### TEXT EXCERPT
---

Starting point is 00:10:33 So the difference is when you do a tech restack, you're basically re-architecting everything you have. Moving the products of everything you have. So we moved away from SQL server to Redshift, for example. And that took us like 18 months to do that. So by summer 2019, we were pretty much all in AWS. And then we were able to turn off our on-prem infrastructure at that point. And now, you know, we're all in the cloud using the native services there.

Starting point is 00:11:02 So we use things like EMR and Spark clusters and Parquet files and S3 and Redshift, Aurora, Kinesis, you know, MSK, which is the managed Kafka service, Glue, you know, CloudWatch, things like that. So it's, that was a huge change for us. And it took us 18 months to do that. So, you know, it was painful, but it was worth it. And now we're able to support an environment where we've got around 600 terabytes of columnar compressed storage. So that's, you know, 10 to one compression ratio right there. So if you tried to take that 600 terabytes and put it in a row store, you'd end up with like, you know, 6,000 terabytes. So that'd be really hard to manage on-prem, you know, in some kind of SQL Server or Oracle environment.

---

### WORK INSTRUCTIONS
[A] Do these statements agree with the cloud migration excerpt? For each, answer yes or no and quote the deciding words. (i) The move from SQL Server to Redshift took about 18 months. (ii) The on-prem infrastructure kept running after the company was mostly in AWS. (iii) The environment holds about 6,000 terabytes of columnar compressed storage.
[B] According to the cloud migration excerpt, why would the current data be hard to manage on-prem in a row store?

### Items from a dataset
---

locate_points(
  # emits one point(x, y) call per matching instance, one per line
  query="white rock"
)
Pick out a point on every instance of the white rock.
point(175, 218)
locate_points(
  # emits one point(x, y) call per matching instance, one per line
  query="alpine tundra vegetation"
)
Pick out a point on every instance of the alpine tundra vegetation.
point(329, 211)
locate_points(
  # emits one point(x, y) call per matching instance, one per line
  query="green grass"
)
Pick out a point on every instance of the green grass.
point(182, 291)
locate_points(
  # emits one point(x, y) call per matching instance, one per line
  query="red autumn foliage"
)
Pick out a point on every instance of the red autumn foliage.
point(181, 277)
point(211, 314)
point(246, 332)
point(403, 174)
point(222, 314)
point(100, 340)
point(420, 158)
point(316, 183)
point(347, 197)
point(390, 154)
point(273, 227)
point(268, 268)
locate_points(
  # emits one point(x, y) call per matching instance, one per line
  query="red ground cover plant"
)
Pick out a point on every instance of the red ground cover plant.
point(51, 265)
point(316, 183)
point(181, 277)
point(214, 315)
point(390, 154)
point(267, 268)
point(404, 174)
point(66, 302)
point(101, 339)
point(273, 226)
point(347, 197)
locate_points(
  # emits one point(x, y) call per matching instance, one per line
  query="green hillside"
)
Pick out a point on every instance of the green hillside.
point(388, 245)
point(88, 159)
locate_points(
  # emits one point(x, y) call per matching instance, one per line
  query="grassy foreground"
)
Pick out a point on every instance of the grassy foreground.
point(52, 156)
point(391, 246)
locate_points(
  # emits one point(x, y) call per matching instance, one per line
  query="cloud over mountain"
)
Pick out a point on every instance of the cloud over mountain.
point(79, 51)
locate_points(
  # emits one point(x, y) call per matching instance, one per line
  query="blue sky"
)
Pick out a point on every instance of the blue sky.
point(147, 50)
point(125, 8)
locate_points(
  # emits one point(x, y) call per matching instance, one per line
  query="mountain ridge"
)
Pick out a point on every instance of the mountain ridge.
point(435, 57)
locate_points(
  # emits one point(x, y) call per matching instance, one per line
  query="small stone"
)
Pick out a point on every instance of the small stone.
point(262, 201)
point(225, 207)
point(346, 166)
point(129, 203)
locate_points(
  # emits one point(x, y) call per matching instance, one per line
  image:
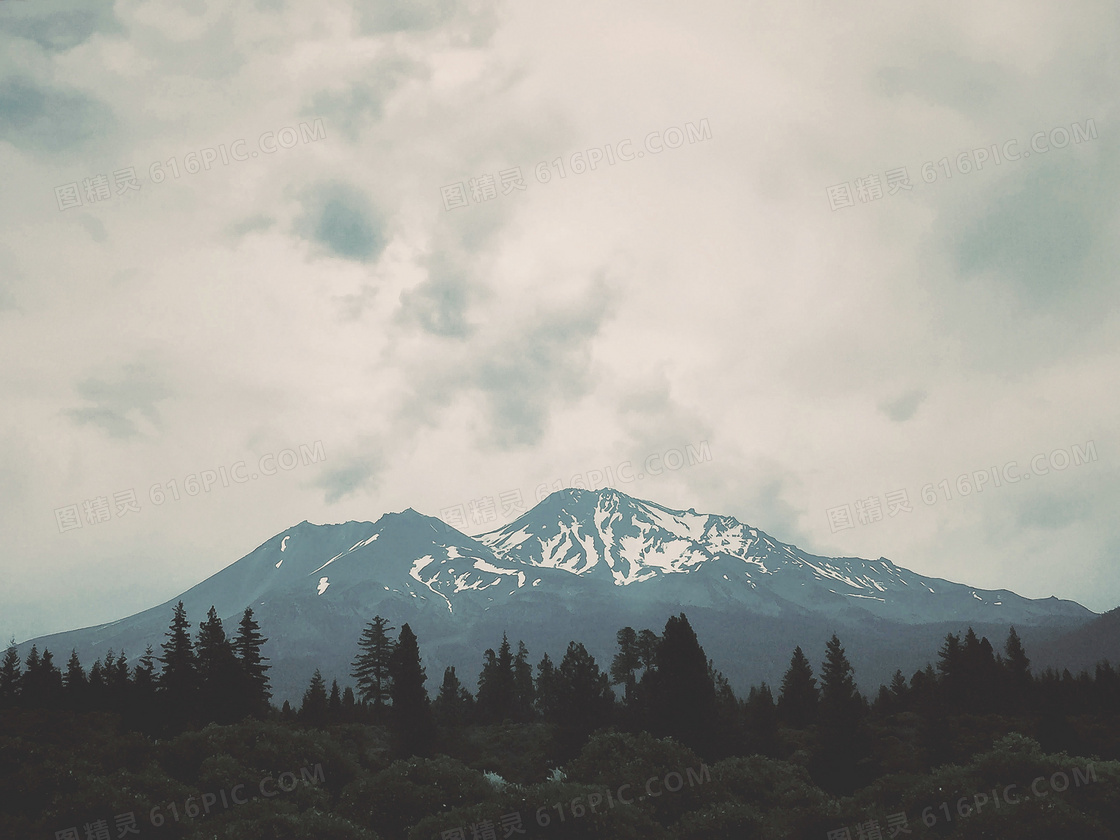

---

### RESPONSES IN ORDER
[A]
(i) Yes: "So we moved away from SQL server to Redshift, for example. And that took us like 18 months to do that."
(ii) No: "And then we were able to turn off our on-prem infrastructure at that point."
(iii) No: "we've got around 600 terabytes of columnar compressed storage."

[B] The 600 terabytes are columnar compressed at about a 10 to one ratio, so a row store would need roughly 6,000 terabytes. That volume would be really hard to manage on-prem in a SQL Server or Oracle environment.